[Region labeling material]
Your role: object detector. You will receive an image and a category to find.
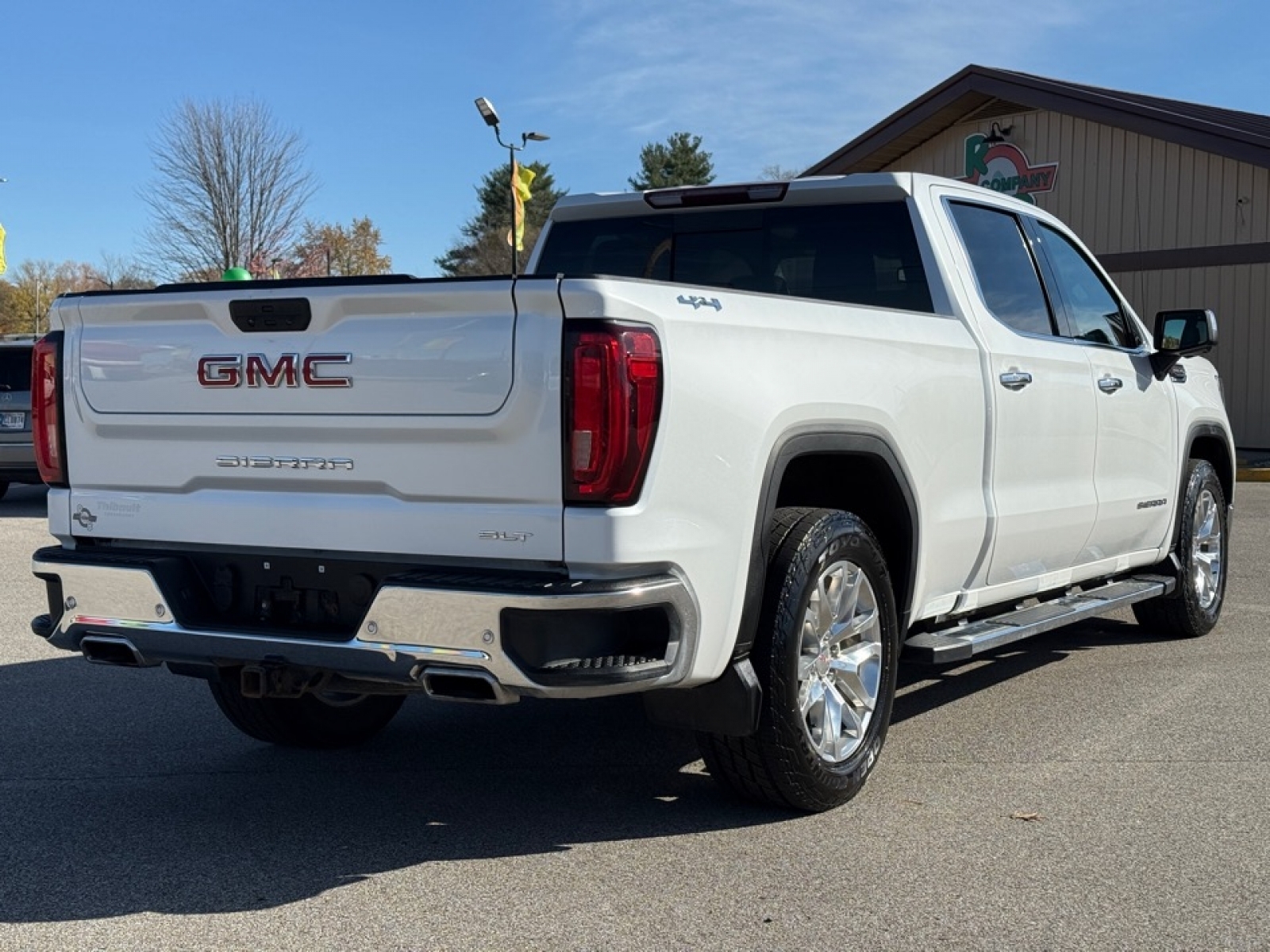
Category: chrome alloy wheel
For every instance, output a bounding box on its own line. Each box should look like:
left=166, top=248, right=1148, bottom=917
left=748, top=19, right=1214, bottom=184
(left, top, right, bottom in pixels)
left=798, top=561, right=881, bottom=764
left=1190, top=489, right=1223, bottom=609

* * *

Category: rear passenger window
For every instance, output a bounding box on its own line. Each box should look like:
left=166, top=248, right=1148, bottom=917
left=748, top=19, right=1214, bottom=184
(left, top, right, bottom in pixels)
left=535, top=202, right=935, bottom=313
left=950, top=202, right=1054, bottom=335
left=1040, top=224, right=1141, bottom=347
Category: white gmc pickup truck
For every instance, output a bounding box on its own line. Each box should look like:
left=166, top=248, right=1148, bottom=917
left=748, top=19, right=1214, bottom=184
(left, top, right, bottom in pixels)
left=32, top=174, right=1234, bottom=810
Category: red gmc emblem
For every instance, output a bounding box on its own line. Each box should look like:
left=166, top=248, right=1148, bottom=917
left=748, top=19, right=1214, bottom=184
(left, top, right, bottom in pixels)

==

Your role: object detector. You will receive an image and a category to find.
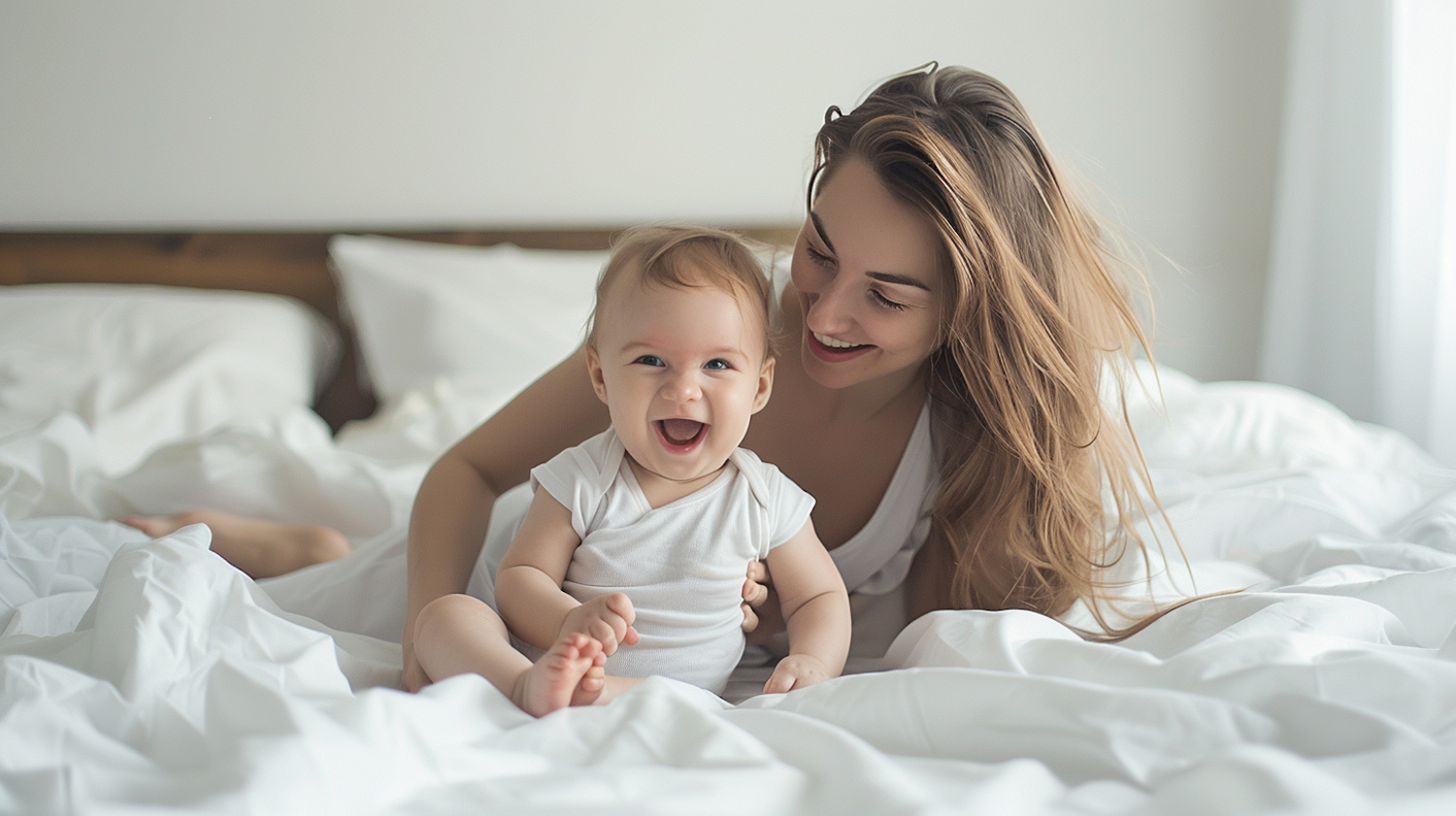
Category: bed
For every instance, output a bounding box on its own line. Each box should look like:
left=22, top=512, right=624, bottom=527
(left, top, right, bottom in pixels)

-- Task statement --
Output as a JSON list of strings the part of the material above that opens with the line containing "Category: rear passenger window" and closes with the line containing "left=1040, top=224, right=1141, bottom=347", one string per line and blank lines left out.

-- Completed exercise --
[
  "Category: rear passenger window",
  "For every instance, output a bounding box on its own line. Each box should look like:",
  "left=166, top=248, right=1148, bottom=917",
  "left=748, top=19, right=1214, bottom=184",
  "(left, top, right, bottom in pixels)",
  "left=535, top=202, right=935, bottom=313",
  "left=950, top=202, right=1054, bottom=335",
  "left=1040, top=224, right=1141, bottom=347"
]